§ **EXERCISE DIRECTIONS**:
Turn the data below into a numbered list with one line per item, leaving out any blank lines.

§ **RECORDS TO USE**:
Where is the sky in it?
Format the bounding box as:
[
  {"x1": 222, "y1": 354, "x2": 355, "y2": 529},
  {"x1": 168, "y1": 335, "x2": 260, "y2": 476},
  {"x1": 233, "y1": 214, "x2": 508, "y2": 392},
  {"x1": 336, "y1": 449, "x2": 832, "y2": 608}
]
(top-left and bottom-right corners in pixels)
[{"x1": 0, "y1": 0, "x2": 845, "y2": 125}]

§ **OUTPUT BELOW**:
1. Where is the sky in it?
2. Format the bounding box as:
3. [
4.   {"x1": 222, "y1": 354, "x2": 355, "y2": 529},
5.   {"x1": 168, "y1": 335, "x2": 260, "y2": 476},
6.   {"x1": 233, "y1": 214, "x2": 508, "y2": 392},
7.   {"x1": 336, "y1": 449, "x2": 832, "y2": 608}
8. ]
9. (top-left and bottom-right corners in pixels)
10. [{"x1": 0, "y1": 0, "x2": 845, "y2": 125}]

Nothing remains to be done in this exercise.